» **正文段落**:
........

1949年2月华野整编,宋时轮出任第三野战军第九兵团司令员,手握原华野的两大王牌:头号主力原叶飞的1纵(后20军,首任军长刘飞)、胶东许世友带出来的9纵(后27军,首任军长聂凤智),外加其他两个军,可谓兵强马又壮。到1950年朝鲜战争爆发,9兵团下辖20军(时任军长张翼翔)、26军(底子是原鲁中部队王建安的华野8纵,首任军长为张仁初)、27军(时任军长彭德清),由司令员兼政委宋时轮,副司令员陶勇,参谋长覃健,政治部主任谢有法率领下第二批入朝参战。长津湖战役时,张仁初的26军作为预备队到第二阶段才跟上来,在长津湖前线参战的主力正是三野的两大王牌20军、27军。其中特级战斗英雄杨根思和死鹰岭“冰雕连”都出身张翼翔率领的20军,而取得几乎成建制全歼美军完整团(美步兵第7师第31团,人称“北极熊团”)战绩的是彭德清所率领的27军。PS:所以宋时轮在长津湖指挥的并不是自己的老部队、“排炮不动”的防守王牌华野10纵(后来的28军),而之前在1949年10月底的福建金门战役,由时任副军长萧锋直接指挥的28军就吃到了解放战争的最大败仗。
长津湖战役最终以美军付出近万人的伤亡代价后狼狈逃窜而告终,虽然因为技术装备上的劣势未能全歼对手,但志愿军也打出了威名(后来长津湖“那个最寒冷的冬天”几乎成为 Korean War 的代名词),9兵团也基本上完成了东线的战略任务。但我们从内部总结看,9兵团因长津湖一战自身损失过于严重,丧失了连续作战的能力,不得不回国整补,休整了几乎半年才恢复战斗力。如果当初的准备能更充分一些,如果后勤保障再给力一些,部队首长的临场指挥更灵活一些,长津湖可能就不会是一场“皮洛士式的胜利(Pyrrhic victory)”。
为什么要调原本在南方驻守、缺乏严冬酷寒环境作战经验的9兵团匆忙入朝?一方面是因为军情紧急,而宋时轮又特别为中央所信任;另一方面更重要的是9兵团是三野的王牌兵团(原本是准备用来攻台的尖刀),是粟裕辛苦调教出来的精锐之师,好钢要用在刀刃上。
最前面曾说到,宋时轮这个人很有个性,曾当面顶撞上司萧克,到华野后对后来成为第一大将粟裕也并不服气。这些年儒将萧克有点被神化,一方面是有曾获茅盾文学奖荣誉奖的小说《浴血罗霄》(原名《罗霄军》)传世,而他的坎坷经历和对革命的反思也容易让后人心生同情,加之又因高寿而获致更多话语权。至于粉丝无数、总打神仙仗人称“战神”的粟裕,更是被坊间视为共和国唯二的军事家之一(还有一位是林育容)。所以宋时轮在当今民间的声誉是多少有点尴尬的。不过客观一点讲,萧克、粟裕也各自有自己的弱点,而且不能很好和上级共事这个问题也并不算太大,因为邓华在平西也不想被萧克领导,而陈士榘对粟裕也并没有特别的尊重(所以后来三野参谋长换成了资历更浅、后来成为军委副主席的张震)。

........

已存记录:
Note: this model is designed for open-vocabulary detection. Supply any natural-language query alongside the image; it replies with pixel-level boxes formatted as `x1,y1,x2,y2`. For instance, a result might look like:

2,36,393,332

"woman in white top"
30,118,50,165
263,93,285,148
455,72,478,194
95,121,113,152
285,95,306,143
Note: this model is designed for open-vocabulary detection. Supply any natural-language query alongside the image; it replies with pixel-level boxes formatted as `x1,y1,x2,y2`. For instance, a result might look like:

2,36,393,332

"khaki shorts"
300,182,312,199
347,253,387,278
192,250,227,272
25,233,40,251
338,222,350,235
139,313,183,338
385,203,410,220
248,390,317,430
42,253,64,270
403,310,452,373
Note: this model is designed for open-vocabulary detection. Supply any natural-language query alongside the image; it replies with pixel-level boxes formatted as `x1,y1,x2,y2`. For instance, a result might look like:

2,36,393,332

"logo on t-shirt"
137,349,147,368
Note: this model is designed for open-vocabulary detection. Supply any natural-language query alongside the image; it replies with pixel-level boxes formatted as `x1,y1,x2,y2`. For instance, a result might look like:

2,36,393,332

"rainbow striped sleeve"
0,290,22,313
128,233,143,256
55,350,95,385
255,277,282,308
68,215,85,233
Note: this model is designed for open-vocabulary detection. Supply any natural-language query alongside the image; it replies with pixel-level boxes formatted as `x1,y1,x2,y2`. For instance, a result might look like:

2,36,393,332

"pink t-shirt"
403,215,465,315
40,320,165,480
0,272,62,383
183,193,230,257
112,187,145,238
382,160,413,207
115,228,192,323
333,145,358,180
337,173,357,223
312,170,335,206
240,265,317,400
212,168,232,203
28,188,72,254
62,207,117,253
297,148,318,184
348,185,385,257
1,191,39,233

........

» **任务练习**:
1. 从关于长津湖战役的文字中原样摘录一段,从“1949年2月华野整编,宋时”开始,一直到“就吃到了解放战争的最大败仗。”为止。
2. 接着这段关于宋时轮与长津湖战役的文字往下写,从它的最后一句之后续起。

» **任务答案**:
1.
1949年2月华野整编,宋时轮出任第三野战军第九兵团司令员,手握原华野的两大王牌:头号主力原叶飞的1纵(后20军,首任军长刘飞)、胶东许世友带出来的9纵(后27军,首任军长聂凤智),外加其他两个军,可谓兵强马又壮。到1950年朝鲜战争爆发,9兵团下辖20军(时任军长张翼翔)、26军(底子是原鲁中部队王建安的华野8纵,首任军长为张仁初)、27军(时任军长彭德清),由司令员兼政委宋时轮,副司令员陶勇,参谋长覃健,政治部主任谢有法率领下第二批入朝参战。长津湖战役时,张仁初的26军作为预备队到第二阶段才跟上来,在长津湖前线参战的主力正是三野的两大王牌20军、27军。其中特级战斗英雄杨根思和死鹰岭“冰雕连”都出身张翼翔率领的20军,而取得几乎成建制全歼美军完整团(美步兵第7师第31团,人称“北极熊团”)战绩的是彭德清所率领的27军。PS:所以宋时轮在长津湖指挥的并不是自己的老部队、“排炮不动”的防守王牌华野10纵(后来的28军),而之前在1949年10月底的福建金门战役,由时任副军长萧锋直接指挥的28军就吃到了解放战争的最大败仗。

2.
由于长津湖,一直不愿多提及宋上将。可华东战事绕不开宋时轮,因而只能静下心来理理头绪,有一些感悟与各位朋友分享。
从宛东到上蔡到桃林岗,是宋时轮的高光时刻!
七月分兵陈唐叶陶首先杀入鲁南鲁西南一带,大批敌人随即跟踪而至。47年8月,陈唐叶陶的任务是牵制敌整编5、75、84师,不使这些敌人尾随刘邓而去。宋时轮十纵任务是在完成汶上牵制敌人后,在梁山地区阻击5师和84师,宋时轮命令各师采取梯次配置,交替作战的部署防御,8月1~11日,宋时轮指挥第10纵队在梁山以北、东平湖以西、黄河以南的三角地带,背水实行宽大正面的运动阻击作战,使敌整编第5师5个营丧失战斗力,按时胜利完成任务。此时是十纵与5师的首次正面对决,宋时轮的阻击战术让邱清泉大吃苦头!但是,梁山阻击战有点虎头蛇尾,由于宋时轮错估形势,完成阻击任务后想吃肉歼灭吴化文84师,遭到邱清泉和吴化文的夹击,被迫北渡黄河,因此,梁山阻击战初试锋芒,但还算不得宋时轮的高光时刻。
梁山之战前后的一长段时间内,华野内外线均遭受严重损失,整个野战军损兵五万有余,外线兵团也没有很好完成配合刘邓跃进大别山的任务。在此情况下,陈粟带六纵广纵特纵来到鲁西南与陈唐叶陶会合,华野主力正式杀入中原,与中原野战军一起,历经沙土集、曹县、确山、阜阳、通许、菏泽、平汉线破击、洛阳、皖西等战役,胜负参半,形势没有得到明显改善。在这一连串让人眼花缭乱的交手后,中原战局陷入僵局,敌我双方都找不到打击歼灭对方的良机。此时牵一发而动全身,国共首脑及战区将领们都在绞尽脑汁思索破局之道。在中央决策粟裕带华野146纵下江南的同时,粟裕也在这样复杂的局势中识别出战争的发展规律,找到了破敌之策,那就是“中原无小仗”!因而在涿鹿中原中脱颖而出,最终“决战江北”得到中央的认可。
在中央有条件同意粟裕留中原“打大仗”后,如何筹划“大仗”就是战区大将们禅精竭虑的事情了。粟裕“决战江北”立下军令状“歼灭五军”计划中央是同意的,调走陈毅也是为了更方便粟裕用兵,并明确陈唐、韦吉受粟裕指挥,且通知中野、许谭配合粟裕。除韦吉远在苏北且实力有限动作不多未起决定性作用外,其余各部都发动起来了,但各自发挥了不同作用。此时,主席原定刘邓为主的中原决战体系没能发挥出作用,中原没有形成统一的指挥体系,都是各部首长提出建议,报中央确认,这与东北、西北具有统一指挥系统是完全不同的!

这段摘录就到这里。